(Records from a point-labeling set)
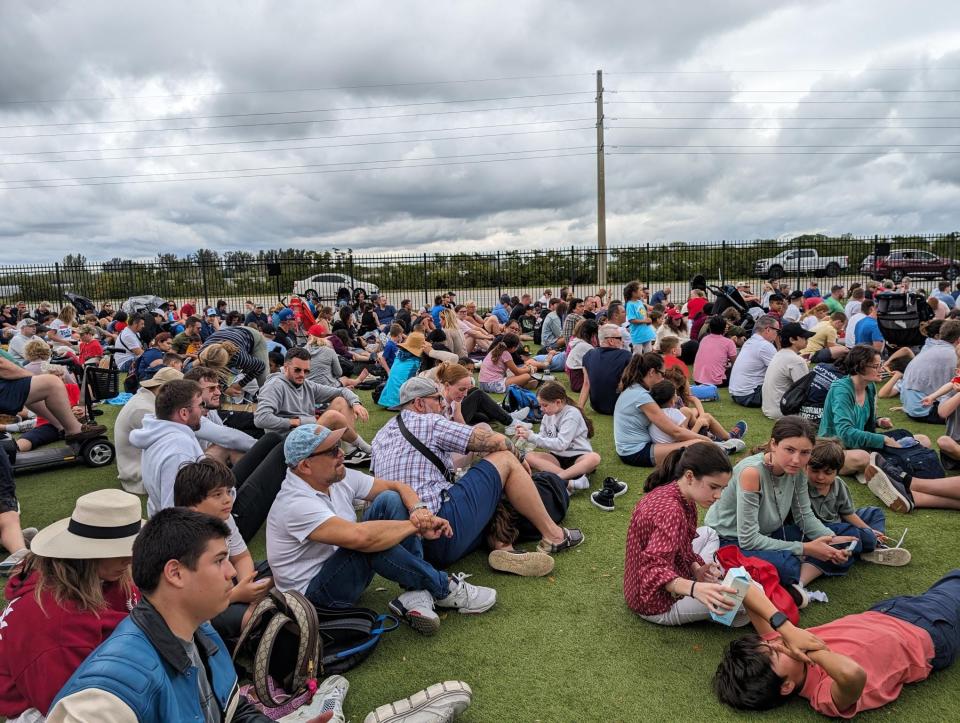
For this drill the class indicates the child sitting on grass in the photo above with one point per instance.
(207, 486)
(831, 503)
(565, 433)
(668, 397)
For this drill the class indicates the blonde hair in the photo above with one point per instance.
(451, 373)
(68, 314)
(448, 319)
(73, 580)
(36, 350)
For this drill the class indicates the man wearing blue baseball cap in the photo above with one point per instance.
(316, 546)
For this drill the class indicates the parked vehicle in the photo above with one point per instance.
(804, 261)
(910, 262)
(327, 286)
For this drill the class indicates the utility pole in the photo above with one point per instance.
(601, 191)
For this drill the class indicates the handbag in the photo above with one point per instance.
(448, 474)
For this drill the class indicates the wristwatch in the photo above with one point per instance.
(777, 619)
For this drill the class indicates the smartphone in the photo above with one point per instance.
(847, 546)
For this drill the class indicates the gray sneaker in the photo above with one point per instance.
(468, 599)
(415, 607)
(440, 703)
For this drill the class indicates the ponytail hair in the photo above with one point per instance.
(554, 392)
(700, 458)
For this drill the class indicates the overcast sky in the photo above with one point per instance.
(724, 120)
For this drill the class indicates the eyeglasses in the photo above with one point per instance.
(334, 451)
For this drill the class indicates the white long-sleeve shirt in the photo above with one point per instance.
(563, 434)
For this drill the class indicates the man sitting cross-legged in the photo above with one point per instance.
(165, 662)
(857, 663)
(472, 502)
(316, 546)
(289, 399)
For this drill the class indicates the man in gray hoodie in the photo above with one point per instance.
(288, 399)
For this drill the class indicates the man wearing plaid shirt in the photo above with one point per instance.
(470, 503)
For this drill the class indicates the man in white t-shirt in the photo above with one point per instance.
(128, 345)
(786, 367)
(316, 546)
(750, 366)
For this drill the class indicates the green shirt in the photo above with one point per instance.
(834, 505)
(751, 517)
(833, 304)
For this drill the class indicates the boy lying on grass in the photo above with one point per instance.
(857, 663)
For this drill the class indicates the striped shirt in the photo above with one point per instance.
(249, 366)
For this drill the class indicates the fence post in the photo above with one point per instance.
(647, 275)
(426, 300)
(59, 285)
(203, 280)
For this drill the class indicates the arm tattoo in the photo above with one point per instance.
(484, 441)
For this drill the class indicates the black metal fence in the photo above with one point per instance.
(269, 277)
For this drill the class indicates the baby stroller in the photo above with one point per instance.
(727, 297)
(900, 316)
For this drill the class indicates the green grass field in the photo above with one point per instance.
(566, 647)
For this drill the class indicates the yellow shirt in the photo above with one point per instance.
(824, 335)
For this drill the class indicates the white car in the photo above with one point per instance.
(327, 286)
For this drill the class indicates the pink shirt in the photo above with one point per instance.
(710, 364)
(492, 372)
(891, 651)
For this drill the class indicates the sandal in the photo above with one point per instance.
(571, 538)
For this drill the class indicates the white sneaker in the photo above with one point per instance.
(468, 599)
(440, 703)
(331, 693)
(415, 607)
(521, 413)
(512, 429)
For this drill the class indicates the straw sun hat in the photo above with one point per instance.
(104, 524)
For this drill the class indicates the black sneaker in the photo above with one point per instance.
(619, 487)
(356, 457)
(603, 499)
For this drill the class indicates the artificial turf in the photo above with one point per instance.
(566, 647)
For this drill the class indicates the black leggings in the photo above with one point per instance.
(479, 407)
(259, 473)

Goal » Convert all of the records above into a Markdown table with two columns, Row and Line. Number each line in the Row column, skip blank lines, and leave the pictures out.

Task result »
| Row | Line |
|---|---|
| 1 | For this drill the class indicates the child sitting on grass in the photo above with one point per instance. |
| 2 | (207, 486) |
| 3 | (831, 503) |
| 4 | (565, 433) |
| 5 | (668, 397) |
| 6 | For this drill the class indicates the blonde hair in the photo above with one point per instance. |
| 7 | (451, 373) |
| 8 | (68, 314) |
| 9 | (448, 319) |
| 10 | (73, 580) |
| 11 | (36, 350) |
| 12 | For this drill the class indicates the man wearing blue baseball cap in the photo above with one point per instance. |
| 13 | (316, 546) |
| 14 | For this drill the class indicates the parked vehicle in the photo above with one point per instance. |
| 15 | (804, 261) |
| 16 | (910, 262) |
| 17 | (327, 286) |
| 18 | For this drill the class indicates the utility pole in the photo above with one point per instance. |
| 19 | (601, 191) |
| 20 | For this drill the class indicates the handbag in the photo above with one point per instance. |
| 21 | (448, 474) |
| 22 | For this drill the class indicates the wristwatch in the photo above with one point per instance. |
| 23 | (777, 619) |
| 24 | For this drill the class indicates the smartphone in the photo above with one point per instance. |
| 25 | (847, 546) |
| 26 | For this drill the class indicates the gray sneaker in the photo above with one point per instance. |
| 27 | (468, 599) |
| 28 | (415, 607) |
| 29 | (440, 703) |
| 30 | For this drill the class indicates the ponytail hair in the photo above with one point per instance. |
| 31 | (554, 392) |
| 32 | (700, 458) |
| 33 | For this drill the class indicates the overcast sky in the photo above with one point per instance. |
| 34 | (724, 120) |
| 35 | For this drill the class indicates the eyeglasses in the photo above with one point per instance. |
| 36 | (334, 451) |
| 37 | For this drill the class indicates the white long-sleeve shirt in the photo above with one point per instance. |
| 38 | (563, 434) |
| 39 | For this drill the class indicates the man sitting cross-legged in the photo above with one point per instance. |
| 40 | (165, 662) |
| 41 | (857, 663) |
| 42 | (472, 502) |
| 43 | (316, 546) |
| 44 | (289, 399) |
| 45 | For this drill the class indicates the man in gray hoodie in the photo above with one point per instance. |
| 46 | (288, 399) |
| 47 | For this drill the class indicates the man wearing plaid shirt in the photo above with one point per instance. |
| 48 | (470, 503) |
| 49 | For this drill the class indicates the man in white t-shirt in the photo above with one point per instance. |
| 50 | (128, 345) |
| 51 | (786, 367) |
| 52 | (316, 546) |
| 53 | (750, 366) |
| 54 | For this drill the class indicates the green shirt in the photo above with one point per instance. |
| 55 | (834, 505) |
| 56 | (751, 517) |
| 57 | (833, 304) |
| 58 | For this drill the class indicates the boy lying on grass in the photo above with one point per instance. |
| 59 | (857, 663) |
| 60 | For this drill the class indicates the striped shirt in the photo above with one point per instance. |
| 61 | (249, 366) |
| 62 | For this drill the class indicates the fence post in the photo above with one point per instance. |
| 63 | (647, 275) |
| 64 | (426, 300) |
| 65 | (59, 285) |
| 66 | (203, 280) |
| 67 | For this drill the class indicates the arm tattoo in the photo above with one point per instance. |
| 68 | (484, 441) |
| 69 | For this drill the class indicates the black metal fence in the photo above with one point per instance. |
| 70 | (269, 277) |
| 71 | For this drill the class indicates the baby stroller in the photo above with one point per instance. |
| 72 | (727, 297) |
| 73 | (900, 316) |
| 74 | For this drill the class indicates the green grass field in the photo above with one point per instance. |
| 75 | (566, 647) |
| 76 | For this drill the class indicates the yellow shirt in the photo above with one point per instance. |
| 77 | (824, 335) |
| 78 | For this drill the class indicates the white car in the photo above with one point per instance. |
| 79 | (327, 286) |
| 80 | For this drill the class indicates the pink shirt in the photo above with one point per instance. |
| 81 | (710, 364) |
| 82 | (492, 372) |
| 83 | (891, 651) |
| 84 | For this drill the class indicates the sandal in the photo above with one point per instance. |
| 85 | (571, 538) |
| 86 | For this drill the class indicates the white sneaker in the photo above with one point per instance. |
| 87 | (468, 599) |
| 88 | (440, 703) |
| 89 | (331, 693) |
| 90 | (415, 607) |
| 91 | (521, 413) |
| 92 | (512, 429) |
| 93 | For this drill the class indicates the straw sun hat in the photo above with one point per instance. |
| 94 | (104, 524) |
| 95 | For this drill the class indicates the black sneaker in the photo above with one point per instance. |
| 96 | (619, 487) |
| 97 | (356, 457) |
| 98 | (603, 499) |
| 99 | For this drill the class indicates the artificial turf in the photo above with one point per instance. |
| 100 | (566, 647) |
| 101 | For this drill the class indicates the black leggings in the photo above with one point per instance. |
| 102 | (479, 407) |
| 103 | (259, 473) |